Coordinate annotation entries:

===

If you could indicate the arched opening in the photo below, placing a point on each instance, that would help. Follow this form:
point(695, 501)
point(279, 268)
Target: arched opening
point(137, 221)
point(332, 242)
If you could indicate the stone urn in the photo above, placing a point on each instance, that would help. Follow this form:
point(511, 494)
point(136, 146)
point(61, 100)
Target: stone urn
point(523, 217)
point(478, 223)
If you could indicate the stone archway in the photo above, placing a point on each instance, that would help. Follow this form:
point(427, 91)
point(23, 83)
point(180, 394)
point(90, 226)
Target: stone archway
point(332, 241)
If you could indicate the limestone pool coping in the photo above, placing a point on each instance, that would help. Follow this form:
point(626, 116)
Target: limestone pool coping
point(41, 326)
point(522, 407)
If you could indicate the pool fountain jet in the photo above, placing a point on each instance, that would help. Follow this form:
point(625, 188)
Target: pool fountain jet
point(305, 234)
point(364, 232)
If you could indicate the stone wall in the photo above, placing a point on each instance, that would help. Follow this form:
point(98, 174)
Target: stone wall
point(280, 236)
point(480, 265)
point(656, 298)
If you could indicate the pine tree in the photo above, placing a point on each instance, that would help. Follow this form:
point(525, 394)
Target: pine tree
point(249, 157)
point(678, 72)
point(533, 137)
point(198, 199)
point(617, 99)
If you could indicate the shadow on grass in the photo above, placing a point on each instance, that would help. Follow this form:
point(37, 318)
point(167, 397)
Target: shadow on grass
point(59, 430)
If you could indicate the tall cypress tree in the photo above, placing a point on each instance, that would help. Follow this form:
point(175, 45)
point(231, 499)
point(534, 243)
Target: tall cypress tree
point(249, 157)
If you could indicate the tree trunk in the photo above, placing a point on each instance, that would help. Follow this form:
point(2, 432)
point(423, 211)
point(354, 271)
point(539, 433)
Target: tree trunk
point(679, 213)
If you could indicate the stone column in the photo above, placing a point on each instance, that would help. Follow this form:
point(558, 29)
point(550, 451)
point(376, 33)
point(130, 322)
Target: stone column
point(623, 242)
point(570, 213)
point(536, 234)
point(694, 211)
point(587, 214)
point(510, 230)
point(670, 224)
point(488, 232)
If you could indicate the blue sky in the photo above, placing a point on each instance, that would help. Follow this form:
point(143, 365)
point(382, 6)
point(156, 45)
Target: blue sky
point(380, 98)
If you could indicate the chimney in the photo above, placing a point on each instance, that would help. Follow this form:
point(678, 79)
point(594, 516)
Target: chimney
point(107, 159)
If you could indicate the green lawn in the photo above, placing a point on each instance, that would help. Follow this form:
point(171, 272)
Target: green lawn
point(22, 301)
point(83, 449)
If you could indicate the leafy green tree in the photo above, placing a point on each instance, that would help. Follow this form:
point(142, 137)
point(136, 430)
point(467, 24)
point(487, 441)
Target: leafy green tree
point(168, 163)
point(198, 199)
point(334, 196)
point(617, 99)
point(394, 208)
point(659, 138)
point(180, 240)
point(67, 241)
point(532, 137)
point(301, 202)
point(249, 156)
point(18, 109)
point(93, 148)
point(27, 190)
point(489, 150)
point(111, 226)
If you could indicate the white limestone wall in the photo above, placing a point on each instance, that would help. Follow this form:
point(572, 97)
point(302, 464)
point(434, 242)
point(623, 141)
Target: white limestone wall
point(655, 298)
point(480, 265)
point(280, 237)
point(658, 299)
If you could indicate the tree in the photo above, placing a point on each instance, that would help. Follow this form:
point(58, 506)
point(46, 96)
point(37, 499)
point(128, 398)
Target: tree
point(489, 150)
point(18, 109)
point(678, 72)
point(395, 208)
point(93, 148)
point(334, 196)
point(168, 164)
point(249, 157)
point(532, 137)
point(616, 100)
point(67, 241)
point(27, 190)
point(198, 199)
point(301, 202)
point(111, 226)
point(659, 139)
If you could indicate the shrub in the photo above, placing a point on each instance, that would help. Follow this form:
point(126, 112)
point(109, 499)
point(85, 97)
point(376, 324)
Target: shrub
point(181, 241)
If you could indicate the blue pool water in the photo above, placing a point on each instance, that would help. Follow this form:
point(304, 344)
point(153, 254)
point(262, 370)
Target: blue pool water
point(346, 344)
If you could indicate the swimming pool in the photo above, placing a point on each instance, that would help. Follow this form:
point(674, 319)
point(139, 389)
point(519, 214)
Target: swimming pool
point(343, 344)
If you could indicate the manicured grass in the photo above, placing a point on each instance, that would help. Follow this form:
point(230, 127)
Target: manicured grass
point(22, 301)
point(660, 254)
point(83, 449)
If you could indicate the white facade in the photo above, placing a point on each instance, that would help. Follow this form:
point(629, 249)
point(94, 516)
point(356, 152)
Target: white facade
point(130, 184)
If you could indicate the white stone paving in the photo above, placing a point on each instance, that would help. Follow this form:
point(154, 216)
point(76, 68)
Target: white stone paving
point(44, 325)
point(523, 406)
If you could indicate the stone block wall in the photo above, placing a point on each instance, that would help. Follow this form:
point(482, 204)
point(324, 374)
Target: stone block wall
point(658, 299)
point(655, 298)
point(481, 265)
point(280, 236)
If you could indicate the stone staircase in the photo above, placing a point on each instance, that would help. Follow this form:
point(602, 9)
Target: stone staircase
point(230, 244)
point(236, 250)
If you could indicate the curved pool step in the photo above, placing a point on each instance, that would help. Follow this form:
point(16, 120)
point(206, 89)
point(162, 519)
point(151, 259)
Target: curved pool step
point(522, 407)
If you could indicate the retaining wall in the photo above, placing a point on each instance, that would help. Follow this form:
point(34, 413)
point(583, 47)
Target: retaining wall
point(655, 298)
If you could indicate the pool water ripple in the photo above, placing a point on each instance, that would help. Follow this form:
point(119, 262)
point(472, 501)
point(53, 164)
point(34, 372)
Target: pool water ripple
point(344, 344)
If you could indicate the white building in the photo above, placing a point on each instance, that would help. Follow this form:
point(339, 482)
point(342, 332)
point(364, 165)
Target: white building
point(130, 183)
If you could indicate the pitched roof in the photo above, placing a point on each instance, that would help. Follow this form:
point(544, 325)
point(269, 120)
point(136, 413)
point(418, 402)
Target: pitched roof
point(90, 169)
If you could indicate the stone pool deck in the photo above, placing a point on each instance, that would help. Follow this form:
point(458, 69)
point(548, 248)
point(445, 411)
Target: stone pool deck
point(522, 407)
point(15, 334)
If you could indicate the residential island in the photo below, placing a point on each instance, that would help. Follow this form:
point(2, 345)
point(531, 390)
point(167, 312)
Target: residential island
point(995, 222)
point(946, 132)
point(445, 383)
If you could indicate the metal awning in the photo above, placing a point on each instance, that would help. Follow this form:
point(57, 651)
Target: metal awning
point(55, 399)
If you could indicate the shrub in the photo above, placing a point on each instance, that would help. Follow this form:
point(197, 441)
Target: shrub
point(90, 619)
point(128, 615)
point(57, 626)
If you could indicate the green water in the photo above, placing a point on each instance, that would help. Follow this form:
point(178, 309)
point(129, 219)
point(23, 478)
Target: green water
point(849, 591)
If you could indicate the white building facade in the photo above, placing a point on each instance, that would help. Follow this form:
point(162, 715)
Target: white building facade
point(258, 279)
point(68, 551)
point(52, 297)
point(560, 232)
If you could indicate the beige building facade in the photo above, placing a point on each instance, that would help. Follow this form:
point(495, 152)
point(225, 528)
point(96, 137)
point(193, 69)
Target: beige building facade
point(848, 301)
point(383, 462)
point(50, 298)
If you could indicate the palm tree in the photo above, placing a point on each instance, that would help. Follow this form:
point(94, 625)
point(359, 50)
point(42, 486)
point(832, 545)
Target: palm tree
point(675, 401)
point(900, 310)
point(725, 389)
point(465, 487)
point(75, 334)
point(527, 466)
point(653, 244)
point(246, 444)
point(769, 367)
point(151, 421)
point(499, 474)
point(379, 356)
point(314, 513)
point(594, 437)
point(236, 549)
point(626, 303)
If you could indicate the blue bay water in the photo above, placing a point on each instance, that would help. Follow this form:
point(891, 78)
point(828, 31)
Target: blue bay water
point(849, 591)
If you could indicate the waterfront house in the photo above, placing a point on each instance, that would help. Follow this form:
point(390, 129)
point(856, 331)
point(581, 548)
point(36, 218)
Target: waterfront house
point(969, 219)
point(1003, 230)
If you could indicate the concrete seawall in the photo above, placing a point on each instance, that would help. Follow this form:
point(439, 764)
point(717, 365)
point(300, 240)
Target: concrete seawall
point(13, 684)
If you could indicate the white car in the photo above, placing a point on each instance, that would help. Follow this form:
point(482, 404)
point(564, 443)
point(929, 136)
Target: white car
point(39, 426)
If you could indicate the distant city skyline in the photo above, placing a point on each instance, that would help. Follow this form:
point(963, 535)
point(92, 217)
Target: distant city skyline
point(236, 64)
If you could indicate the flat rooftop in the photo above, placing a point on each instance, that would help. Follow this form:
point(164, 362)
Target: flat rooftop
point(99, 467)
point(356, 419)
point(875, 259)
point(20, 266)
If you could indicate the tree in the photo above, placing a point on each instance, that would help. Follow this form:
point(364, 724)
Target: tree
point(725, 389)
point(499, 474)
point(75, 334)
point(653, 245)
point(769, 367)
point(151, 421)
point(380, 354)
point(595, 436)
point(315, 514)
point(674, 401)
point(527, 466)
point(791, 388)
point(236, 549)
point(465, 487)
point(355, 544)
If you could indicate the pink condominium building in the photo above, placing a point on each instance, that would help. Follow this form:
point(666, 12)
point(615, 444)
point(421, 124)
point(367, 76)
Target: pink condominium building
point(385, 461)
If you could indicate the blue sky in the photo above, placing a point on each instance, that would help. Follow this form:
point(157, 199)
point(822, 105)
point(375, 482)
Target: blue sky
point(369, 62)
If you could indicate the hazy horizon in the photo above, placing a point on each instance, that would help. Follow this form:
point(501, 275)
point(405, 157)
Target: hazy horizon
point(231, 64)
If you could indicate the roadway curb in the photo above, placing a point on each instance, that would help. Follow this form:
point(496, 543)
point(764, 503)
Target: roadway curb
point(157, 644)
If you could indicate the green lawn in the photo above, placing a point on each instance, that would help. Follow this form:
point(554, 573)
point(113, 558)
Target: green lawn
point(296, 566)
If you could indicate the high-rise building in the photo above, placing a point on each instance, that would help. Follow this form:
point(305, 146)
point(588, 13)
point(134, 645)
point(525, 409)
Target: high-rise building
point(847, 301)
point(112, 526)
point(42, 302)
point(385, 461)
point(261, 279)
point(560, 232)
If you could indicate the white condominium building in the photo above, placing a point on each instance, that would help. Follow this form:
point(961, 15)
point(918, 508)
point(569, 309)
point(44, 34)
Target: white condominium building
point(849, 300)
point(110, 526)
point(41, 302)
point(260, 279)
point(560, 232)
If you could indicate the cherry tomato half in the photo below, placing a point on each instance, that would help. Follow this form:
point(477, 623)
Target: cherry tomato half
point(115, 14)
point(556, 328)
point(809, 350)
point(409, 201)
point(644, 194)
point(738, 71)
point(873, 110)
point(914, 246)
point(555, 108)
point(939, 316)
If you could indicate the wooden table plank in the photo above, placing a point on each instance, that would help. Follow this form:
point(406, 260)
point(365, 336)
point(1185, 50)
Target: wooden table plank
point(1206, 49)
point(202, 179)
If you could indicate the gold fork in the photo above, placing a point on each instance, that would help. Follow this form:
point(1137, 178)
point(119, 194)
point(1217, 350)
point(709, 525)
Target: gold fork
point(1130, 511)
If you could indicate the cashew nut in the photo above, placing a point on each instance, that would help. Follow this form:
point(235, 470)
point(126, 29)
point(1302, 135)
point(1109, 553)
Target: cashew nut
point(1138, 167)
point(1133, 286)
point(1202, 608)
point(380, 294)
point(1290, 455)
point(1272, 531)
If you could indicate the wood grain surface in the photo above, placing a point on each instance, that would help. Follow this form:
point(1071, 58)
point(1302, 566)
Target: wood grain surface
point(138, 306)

===

Rewrite the entries from the very beginning through the line that contains "point(332, 242)", and include the requests. Shift every coordinate in the answers up by 64, and leave the format samples in the requests unchanged.

If you could indicate the arched opening in the photo below, placing a point on each instance, that would help. Follow this form:
point(695, 501)
point(279, 268)
Target: arched opening
point(201, 285)
point(396, 306)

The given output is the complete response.